#### EXTRACTED INFORMATION
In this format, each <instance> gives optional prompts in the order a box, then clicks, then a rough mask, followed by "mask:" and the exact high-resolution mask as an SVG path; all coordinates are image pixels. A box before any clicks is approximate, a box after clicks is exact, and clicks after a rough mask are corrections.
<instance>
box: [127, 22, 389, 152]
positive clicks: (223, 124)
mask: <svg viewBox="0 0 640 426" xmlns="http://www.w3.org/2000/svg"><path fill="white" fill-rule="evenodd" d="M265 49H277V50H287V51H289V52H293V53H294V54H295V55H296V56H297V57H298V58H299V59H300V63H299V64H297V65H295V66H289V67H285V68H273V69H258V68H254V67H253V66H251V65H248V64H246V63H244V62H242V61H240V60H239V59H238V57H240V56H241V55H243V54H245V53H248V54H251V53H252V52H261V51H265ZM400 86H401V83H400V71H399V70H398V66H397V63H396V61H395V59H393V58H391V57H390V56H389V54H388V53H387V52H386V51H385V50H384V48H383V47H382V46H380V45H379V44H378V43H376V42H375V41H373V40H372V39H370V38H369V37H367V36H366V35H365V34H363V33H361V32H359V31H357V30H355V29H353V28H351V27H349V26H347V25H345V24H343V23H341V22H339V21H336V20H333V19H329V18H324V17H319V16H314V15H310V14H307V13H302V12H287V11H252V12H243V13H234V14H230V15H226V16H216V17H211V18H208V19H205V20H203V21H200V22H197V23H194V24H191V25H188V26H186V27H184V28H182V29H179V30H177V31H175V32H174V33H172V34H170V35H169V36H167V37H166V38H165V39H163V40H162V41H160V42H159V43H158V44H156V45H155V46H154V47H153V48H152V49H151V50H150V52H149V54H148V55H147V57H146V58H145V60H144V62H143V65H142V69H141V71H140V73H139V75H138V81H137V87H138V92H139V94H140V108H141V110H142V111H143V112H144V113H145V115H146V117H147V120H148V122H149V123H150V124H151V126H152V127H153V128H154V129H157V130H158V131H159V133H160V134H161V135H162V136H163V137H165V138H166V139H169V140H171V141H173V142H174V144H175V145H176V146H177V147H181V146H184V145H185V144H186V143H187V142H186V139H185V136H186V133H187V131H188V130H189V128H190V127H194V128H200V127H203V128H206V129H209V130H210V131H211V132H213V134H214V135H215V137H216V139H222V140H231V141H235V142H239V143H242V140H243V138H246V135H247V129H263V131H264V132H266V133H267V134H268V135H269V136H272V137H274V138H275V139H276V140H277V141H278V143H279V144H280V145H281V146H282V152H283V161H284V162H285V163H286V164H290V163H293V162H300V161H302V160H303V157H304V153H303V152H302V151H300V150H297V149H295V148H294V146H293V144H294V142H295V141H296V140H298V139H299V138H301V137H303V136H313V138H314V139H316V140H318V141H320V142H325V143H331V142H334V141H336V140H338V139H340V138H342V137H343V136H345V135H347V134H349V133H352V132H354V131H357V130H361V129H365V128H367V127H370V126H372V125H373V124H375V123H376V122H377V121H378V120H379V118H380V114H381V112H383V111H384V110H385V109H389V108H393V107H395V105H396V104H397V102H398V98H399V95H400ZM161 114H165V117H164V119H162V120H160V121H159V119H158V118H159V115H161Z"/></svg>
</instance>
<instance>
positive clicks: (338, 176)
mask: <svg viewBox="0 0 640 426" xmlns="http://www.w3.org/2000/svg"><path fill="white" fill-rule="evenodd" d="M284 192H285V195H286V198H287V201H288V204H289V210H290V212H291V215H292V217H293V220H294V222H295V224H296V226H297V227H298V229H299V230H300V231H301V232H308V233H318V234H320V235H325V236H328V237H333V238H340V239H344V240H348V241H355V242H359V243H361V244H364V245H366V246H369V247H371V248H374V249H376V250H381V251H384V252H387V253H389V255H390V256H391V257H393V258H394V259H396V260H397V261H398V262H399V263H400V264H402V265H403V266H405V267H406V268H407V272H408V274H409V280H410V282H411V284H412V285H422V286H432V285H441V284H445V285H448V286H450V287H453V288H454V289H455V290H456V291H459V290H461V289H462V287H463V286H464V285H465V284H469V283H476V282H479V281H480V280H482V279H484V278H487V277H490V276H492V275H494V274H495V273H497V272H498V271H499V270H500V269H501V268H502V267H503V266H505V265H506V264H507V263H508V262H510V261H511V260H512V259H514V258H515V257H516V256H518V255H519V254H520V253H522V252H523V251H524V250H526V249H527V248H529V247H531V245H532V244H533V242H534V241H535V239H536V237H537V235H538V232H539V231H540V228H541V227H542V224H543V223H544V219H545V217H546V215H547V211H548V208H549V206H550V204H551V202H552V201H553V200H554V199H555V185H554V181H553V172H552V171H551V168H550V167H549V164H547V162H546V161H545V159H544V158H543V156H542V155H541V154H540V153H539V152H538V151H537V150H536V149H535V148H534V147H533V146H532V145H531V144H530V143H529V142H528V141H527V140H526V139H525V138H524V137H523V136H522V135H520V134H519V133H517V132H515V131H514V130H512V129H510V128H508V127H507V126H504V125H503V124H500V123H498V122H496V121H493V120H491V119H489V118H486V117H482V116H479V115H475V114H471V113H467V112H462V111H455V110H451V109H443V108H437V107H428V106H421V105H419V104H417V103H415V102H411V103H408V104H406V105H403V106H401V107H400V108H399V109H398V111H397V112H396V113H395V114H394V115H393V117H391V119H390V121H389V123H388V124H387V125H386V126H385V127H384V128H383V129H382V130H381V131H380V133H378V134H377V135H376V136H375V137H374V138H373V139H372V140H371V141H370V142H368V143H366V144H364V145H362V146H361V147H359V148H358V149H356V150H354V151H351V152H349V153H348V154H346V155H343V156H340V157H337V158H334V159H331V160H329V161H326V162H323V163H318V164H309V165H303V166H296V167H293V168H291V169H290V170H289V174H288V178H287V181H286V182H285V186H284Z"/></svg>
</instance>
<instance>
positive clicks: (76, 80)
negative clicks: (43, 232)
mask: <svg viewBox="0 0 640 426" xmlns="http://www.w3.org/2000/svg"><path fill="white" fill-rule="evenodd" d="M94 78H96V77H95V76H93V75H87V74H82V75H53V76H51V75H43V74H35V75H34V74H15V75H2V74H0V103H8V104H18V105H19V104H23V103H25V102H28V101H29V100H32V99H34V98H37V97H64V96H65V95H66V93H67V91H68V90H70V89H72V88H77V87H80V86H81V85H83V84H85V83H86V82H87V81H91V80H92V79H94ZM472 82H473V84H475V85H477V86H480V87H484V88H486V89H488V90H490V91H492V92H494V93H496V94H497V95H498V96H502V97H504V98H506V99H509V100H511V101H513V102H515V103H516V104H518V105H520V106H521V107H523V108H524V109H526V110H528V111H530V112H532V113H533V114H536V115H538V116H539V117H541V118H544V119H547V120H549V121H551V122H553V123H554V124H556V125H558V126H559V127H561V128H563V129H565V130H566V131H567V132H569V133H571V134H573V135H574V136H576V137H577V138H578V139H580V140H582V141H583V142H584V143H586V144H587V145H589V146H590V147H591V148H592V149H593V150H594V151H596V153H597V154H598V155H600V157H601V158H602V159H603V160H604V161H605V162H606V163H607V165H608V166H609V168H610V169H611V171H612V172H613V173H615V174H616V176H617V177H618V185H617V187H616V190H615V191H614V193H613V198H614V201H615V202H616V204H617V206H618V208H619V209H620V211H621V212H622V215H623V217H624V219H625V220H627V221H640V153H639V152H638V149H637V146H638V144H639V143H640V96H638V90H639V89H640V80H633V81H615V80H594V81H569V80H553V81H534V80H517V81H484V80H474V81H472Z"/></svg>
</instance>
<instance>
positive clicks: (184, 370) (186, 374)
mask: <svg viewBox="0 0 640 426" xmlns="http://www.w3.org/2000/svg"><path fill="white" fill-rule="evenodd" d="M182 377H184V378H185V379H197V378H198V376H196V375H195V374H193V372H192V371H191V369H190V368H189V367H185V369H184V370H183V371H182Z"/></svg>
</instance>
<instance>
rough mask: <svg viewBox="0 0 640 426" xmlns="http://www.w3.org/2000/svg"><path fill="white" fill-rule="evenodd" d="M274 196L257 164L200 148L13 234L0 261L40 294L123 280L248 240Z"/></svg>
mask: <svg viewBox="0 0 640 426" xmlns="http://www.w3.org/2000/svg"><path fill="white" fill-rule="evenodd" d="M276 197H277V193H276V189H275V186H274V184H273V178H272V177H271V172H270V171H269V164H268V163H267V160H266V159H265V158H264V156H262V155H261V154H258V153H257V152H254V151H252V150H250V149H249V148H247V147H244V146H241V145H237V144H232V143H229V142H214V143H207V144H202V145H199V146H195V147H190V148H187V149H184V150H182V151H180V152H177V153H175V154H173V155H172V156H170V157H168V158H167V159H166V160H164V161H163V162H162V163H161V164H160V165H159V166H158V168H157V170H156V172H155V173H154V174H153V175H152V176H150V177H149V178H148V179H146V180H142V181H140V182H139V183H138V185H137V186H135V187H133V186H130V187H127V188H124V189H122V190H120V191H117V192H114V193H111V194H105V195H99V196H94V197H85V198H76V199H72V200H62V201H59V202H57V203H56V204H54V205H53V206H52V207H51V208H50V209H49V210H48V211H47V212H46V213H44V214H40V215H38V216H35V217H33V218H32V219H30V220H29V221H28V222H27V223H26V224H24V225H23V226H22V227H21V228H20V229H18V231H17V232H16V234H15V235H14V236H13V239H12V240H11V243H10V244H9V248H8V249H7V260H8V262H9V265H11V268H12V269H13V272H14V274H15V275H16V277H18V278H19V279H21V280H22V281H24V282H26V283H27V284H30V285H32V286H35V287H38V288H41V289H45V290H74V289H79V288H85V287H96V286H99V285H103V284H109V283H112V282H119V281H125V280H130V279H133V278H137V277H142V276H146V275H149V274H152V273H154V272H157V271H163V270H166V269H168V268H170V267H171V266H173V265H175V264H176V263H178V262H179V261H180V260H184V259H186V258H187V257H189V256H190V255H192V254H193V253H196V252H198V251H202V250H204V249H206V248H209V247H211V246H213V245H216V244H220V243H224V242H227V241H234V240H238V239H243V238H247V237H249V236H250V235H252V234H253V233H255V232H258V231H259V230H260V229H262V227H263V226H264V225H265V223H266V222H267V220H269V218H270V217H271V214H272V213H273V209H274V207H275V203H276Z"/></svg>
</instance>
########
TASK GOAL:
Each line from the top of the material above, through the one that contains "box: [127, 22, 389, 152]", should be restated word for word.

EXPECTED OUTPUT:
In this format, each <instance> gives optional prompts in the order a box, then clicks, then a rough mask, followed by "mask:" and the exact high-resolution mask as an SVG path; all coordinates are image pixels. A box before any clicks is approximate, a box after clicks is exact, and clicks after a rough mask are corrections.
<instance>
box: [127, 22, 389, 152]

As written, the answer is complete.